- _TASK TO CARRY OUT_
Apart from the pictures, every entry below must be given again exactly.

(SOURCE INFORMATION)

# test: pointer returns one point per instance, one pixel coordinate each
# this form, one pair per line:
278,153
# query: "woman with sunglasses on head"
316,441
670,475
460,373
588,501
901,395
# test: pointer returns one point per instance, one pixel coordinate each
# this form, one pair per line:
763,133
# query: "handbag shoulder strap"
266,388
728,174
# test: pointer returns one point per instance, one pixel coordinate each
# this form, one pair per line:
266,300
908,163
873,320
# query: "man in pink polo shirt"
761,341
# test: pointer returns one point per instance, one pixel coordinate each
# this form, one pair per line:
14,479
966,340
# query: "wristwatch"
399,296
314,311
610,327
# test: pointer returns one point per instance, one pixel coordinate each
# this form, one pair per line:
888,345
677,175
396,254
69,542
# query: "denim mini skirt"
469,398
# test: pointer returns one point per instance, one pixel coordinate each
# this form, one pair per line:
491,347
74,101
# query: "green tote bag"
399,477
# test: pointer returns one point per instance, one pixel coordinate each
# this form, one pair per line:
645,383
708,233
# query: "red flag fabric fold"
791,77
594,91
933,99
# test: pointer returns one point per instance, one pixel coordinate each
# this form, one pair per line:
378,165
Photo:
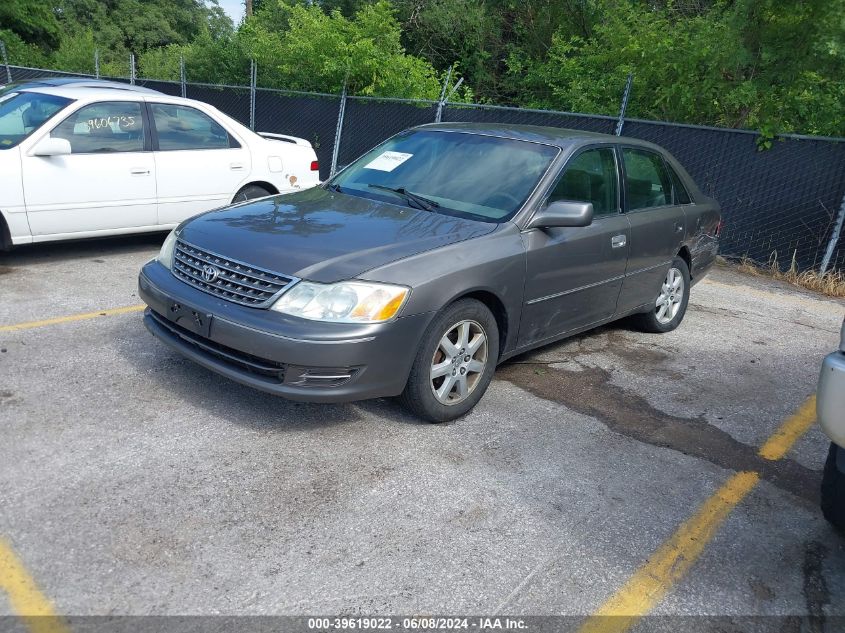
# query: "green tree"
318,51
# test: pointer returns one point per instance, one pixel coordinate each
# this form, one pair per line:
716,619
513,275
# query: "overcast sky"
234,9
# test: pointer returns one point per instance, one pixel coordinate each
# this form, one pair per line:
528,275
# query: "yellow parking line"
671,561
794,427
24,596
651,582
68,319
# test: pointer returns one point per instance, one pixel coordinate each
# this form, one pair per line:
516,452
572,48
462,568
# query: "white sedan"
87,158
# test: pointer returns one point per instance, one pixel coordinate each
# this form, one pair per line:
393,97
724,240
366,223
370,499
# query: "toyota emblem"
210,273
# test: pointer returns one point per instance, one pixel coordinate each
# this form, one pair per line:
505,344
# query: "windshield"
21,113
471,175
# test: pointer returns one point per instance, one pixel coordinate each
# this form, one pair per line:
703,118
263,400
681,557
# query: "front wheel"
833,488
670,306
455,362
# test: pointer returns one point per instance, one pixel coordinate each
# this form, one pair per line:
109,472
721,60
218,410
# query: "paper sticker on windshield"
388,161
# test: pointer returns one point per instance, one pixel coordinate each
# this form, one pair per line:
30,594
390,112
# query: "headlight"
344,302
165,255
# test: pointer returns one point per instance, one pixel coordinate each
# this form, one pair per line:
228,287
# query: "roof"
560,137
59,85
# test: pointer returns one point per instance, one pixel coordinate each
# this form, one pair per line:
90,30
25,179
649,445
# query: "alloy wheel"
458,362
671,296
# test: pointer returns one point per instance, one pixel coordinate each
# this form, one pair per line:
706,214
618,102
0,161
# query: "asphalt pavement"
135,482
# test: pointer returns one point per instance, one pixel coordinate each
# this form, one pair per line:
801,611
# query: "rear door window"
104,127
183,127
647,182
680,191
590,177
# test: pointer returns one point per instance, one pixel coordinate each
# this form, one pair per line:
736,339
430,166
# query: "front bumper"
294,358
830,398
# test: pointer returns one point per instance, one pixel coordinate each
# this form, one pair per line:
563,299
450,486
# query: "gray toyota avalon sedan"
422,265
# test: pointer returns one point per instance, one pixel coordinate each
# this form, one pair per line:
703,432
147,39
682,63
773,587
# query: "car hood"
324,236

(End SOURCE INFORMATION)

- _ANSWER SECTION_
# test: pointer returns one point per instance, one pixel coordinate each
# this form, one pair per line:
278,153
# query: "woman with sunglasses on head"
316,441
670,475
460,373
588,501
901,395
# test: pointer returns one point per instance, one pixel coordinate each
# this form, one pair per line:
763,133
# query: "handbag shoulder strap"
266,388
728,174
# test: pointer returns one point per instance, one pixel coordinate each
# this form, one pair per line:
266,300
908,163
873,320
# query: "man in pink polo shirt"
761,341
# test: pointer returns one point per instance, one pixel coordinate each
# this form, one pair per line:
14,479
966,340
# query: "wristwatch"
399,296
314,311
610,327
# test: pointer returns one point per instance, one pixel coordinate each
# this form, one pair per line:
888,345
677,175
396,254
69,542
# query: "denim mini skirt"
469,398
# test: pointer returns one point per instance, one pixel coordinate each
# this form, one pair per line:
491,347
74,101
# query: "green tote bag"
399,477
# test: pointer returns one point per instance, one pixel coordinate each
# this form, one pair per line:
645,383
708,233
# query: "red flag fabric fold"
791,77
594,91
933,99
# test: pointer returns one point per instance, one pixel coordinate each
# this form, one pair per line:
378,165
Photo:
# query: "green tree"
318,51
# test: pointer returns one point per instance, one pixel coordinate each
# this form, one pair per line:
716,619
513,275
# query: "overcast sky"
234,9
# test: pointer returns one point per instance, one pixel coordinate each
# this form, one pair per line:
528,275
# query: "yellow parking line"
671,561
794,427
24,596
651,582
68,319
# test: pointer returns one point per instance, one pixel coordinate each
# this form, one pair per line:
516,452
572,48
462,568
# query: "white sedan"
87,158
# test: pointer returns one point per instance, one pixel coordinate each
# this form, one pair per line:
393,97
724,240
366,223
370,499
# query: "toyota emblem"
210,273
# test: pointer returns one point per instance, one pixel coordinate each
# this form, one pair per line:
505,344
# query: "windshield"
21,113
471,175
# test: pointer returns one point per instance, one pixel coordinate each
# this form, one pair per line:
703,118
263,400
681,557
# query: "front wheel"
833,488
670,306
455,362
# test: pointer returns one point per instance, one pixel coordinate each
# this form, one pair per line:
109,472
721,60
218,410
# query: "paper sticker on windshield"
388,161
# test: pointer returns one point per instance, one pixel coordinate each
# this form, one pair per line:
30,594
390,112
# query: "headlight"
344,302
165,255
# test: pointer returns one point per instance, one pixel coordinate each
# this form, one pair per line:
228,287
# query: "roof"
560,137
59,85
# test: pointer returns one point per instance, one pixel coordinate each
# this form, one pair per line:
90,30
25,179
649,445
# query: "alloy wheel"
458,362
671,296
# test: pointer returns one point per instance, one pixel coordinate each
# this form, one pair per line:
706,214
618,102
0,161
# query: "asphalt pavement"
135,482
# test: pointer returns one point per instance, one pixel coordinate each
# this form, one pair per line:
801,611
# query: "rear door window"
104,127
183,127
647,182
680,191
590,177
# test: pointer returns one point per instance, one pixel coordinate each
# this form, one pair per line:
736,339
430,166
# query: "front bumper"
294,358
830,398
# test: pointer returns one point per instance, one pixel coordinate each
# this form, one pair per line:
563,299
450,486
# query: "gray toyota avalon sedan"
422,265
# test: pointer returns one point per instance, one pixel coordinate each
# this form, one pair per line:
703,432
147,39
682,63
773,587
# query: "car hood"
324,236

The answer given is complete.